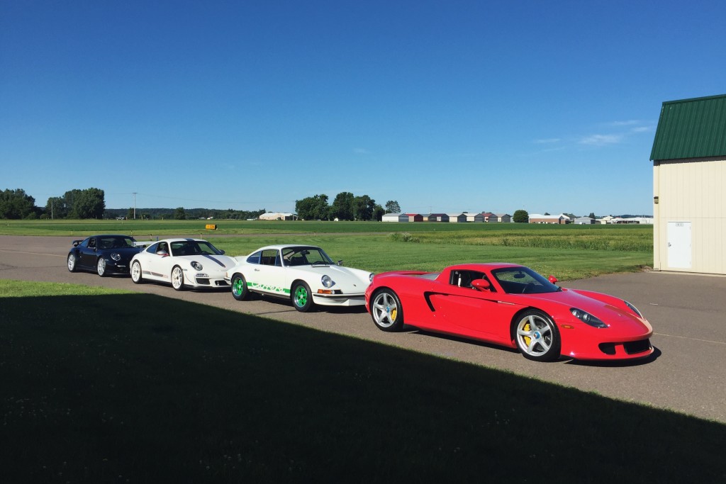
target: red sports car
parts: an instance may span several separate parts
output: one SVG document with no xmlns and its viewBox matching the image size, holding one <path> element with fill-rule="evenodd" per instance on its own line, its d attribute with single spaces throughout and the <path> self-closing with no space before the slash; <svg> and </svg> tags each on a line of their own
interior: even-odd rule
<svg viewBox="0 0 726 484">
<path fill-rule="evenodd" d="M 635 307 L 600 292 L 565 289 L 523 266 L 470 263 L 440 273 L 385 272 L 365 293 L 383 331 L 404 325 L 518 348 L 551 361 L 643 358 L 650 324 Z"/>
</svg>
* * *
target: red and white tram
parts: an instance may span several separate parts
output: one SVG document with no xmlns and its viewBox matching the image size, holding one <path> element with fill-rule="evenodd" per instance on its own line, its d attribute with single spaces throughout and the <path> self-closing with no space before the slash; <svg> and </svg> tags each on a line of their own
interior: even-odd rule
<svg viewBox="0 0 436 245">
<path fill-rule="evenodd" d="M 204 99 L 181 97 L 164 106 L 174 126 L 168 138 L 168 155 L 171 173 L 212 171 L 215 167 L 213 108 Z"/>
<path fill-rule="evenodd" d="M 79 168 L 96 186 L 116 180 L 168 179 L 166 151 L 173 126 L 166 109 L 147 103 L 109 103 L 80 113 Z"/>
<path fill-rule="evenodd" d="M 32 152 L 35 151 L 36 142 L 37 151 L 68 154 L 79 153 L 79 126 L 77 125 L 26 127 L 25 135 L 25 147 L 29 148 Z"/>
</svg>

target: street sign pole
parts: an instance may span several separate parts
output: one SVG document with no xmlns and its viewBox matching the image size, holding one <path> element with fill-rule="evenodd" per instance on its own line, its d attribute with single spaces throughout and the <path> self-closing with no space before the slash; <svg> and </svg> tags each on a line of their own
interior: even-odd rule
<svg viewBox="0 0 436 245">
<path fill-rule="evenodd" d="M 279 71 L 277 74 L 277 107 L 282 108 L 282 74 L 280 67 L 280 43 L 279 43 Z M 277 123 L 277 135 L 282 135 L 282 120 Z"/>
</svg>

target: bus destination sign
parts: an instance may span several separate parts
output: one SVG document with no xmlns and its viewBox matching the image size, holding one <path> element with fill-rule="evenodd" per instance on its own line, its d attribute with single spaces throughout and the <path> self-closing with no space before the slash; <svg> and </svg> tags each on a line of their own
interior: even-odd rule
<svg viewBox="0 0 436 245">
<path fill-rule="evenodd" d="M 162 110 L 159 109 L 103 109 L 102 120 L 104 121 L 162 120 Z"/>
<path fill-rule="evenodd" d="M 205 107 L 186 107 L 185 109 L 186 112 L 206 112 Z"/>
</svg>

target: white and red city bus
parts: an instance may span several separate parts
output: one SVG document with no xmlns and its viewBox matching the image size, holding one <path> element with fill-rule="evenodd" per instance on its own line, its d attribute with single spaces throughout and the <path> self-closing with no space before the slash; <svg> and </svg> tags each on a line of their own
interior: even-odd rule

**TRAVAIL À FAIRE:** Relevez chaque ligne du matériel ci-dessus qui contient la chaîne « white ». La casse compte.

**RÉPONSE:**
target: red and white tram
target: white and red city bus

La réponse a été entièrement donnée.